── Rows
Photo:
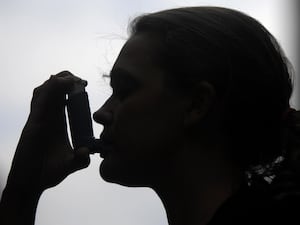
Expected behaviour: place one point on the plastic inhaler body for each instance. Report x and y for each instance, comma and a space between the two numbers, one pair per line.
80, 121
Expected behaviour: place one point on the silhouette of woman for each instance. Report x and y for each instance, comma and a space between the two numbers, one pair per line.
199, 113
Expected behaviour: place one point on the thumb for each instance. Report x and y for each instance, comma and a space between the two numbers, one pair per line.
80, 159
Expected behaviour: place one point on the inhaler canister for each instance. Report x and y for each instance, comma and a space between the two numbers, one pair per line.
80, 121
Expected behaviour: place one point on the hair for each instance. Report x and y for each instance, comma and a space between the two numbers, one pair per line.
241, 59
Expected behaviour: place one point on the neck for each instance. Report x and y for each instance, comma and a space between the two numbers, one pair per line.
194, 189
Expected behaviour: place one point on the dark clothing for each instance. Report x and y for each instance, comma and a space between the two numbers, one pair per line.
274, 205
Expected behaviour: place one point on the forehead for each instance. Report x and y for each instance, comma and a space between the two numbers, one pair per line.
139, 57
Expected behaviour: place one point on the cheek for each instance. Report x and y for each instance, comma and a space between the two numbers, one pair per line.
148, 129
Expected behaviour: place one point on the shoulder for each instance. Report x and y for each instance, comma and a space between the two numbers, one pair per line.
253, 206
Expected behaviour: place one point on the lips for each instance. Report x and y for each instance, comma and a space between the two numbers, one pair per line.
105, 145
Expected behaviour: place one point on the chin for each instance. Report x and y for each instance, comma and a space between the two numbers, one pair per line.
124, 177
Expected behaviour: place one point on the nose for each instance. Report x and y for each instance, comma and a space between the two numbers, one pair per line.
104, 115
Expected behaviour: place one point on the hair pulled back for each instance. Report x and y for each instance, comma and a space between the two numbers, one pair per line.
244, 63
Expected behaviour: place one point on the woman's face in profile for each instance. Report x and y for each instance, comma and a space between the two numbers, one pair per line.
143, 120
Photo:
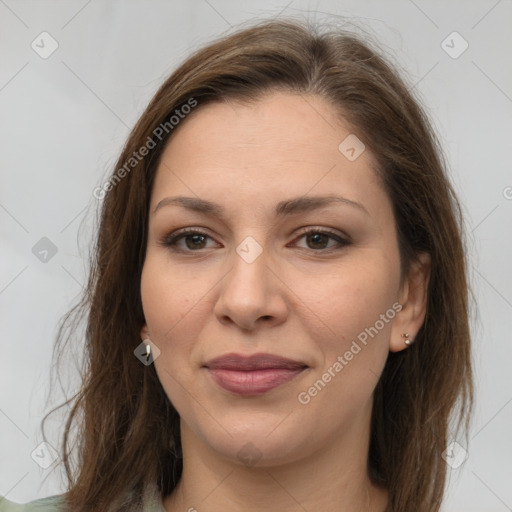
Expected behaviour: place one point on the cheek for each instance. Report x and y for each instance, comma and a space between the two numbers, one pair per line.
170, 300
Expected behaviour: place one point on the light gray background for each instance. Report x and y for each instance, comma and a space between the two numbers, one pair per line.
63, 121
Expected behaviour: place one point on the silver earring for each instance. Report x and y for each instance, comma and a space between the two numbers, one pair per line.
148, 349
407, 341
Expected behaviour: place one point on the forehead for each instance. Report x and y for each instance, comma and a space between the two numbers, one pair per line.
281, 144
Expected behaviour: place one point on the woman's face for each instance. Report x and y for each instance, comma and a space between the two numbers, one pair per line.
321, 309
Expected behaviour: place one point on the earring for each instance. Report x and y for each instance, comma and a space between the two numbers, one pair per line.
148, 349
407, 341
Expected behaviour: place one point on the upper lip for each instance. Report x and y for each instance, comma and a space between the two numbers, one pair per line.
253, 362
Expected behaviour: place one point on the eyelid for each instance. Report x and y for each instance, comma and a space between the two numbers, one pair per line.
342, 240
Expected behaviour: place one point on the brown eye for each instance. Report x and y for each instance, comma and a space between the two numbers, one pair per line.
318, 240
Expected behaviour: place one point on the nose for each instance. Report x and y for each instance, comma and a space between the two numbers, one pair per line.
251, 294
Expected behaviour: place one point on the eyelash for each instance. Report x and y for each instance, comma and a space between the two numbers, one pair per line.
172, 239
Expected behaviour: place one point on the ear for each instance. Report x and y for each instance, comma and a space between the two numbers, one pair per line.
144, 332
413, 299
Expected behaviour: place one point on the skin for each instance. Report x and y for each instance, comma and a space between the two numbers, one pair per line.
301, 298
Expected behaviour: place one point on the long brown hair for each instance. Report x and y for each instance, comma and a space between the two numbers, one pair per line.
126, 432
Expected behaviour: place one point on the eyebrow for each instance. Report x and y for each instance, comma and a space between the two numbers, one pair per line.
288, 207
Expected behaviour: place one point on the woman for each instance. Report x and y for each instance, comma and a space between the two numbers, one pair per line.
277, 309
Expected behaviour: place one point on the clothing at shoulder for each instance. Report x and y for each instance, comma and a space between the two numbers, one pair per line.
151, 503
50, 504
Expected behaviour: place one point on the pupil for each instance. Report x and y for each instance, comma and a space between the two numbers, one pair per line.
197, 239
317, 238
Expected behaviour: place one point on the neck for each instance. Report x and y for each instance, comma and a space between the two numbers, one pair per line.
────
Exercise aim:
Everything from the line containing "Expected behaviour: place one point on the ear for" through the last line of the records must be given again exactly; leave out all other lines.

Exercise response:
Expected behaviour: place one point on the ear for each instance. Report x and y for each instance, comma and a space between the two numbers, one pair per line.
144, 332
413, 299
Expected behaviour: place one point on the skin for each instance. Report x and y for each instance, comma and a space between the two numbers, one pair per line.
301, 298
Expected behaviour: place one point on the long brown hair for each instance. Report x and y for each instance, comma and a space between the two numbers, one pair per line.
126, 432
Expected behaviour: place one point on the eyebrow for each instance. Report x and y for each instance, comma and a space between the two numbers, one pair per line.
288, 207
Expected behaviour: place one point on the woman for each instance. Report x and y for each instance, comma and a space between the two numbers, one pair per line.
277, 309
Expected behaviour: place one point on the clothing at shoulder for each instance. Report x and y for each instance, comma and a space between the two numbers, one pair per line.
151, 503
50, 504
Expected behaviour: place one point on the pupil for each instance. Report x and y for each instance, comma and a space between the two numbers, one pair per line.
197, 239
317, 238
Expected behaviour: place one point on the neck for each instance. Report x and y for each instance, comma and a space between the two numbers, one pair per line.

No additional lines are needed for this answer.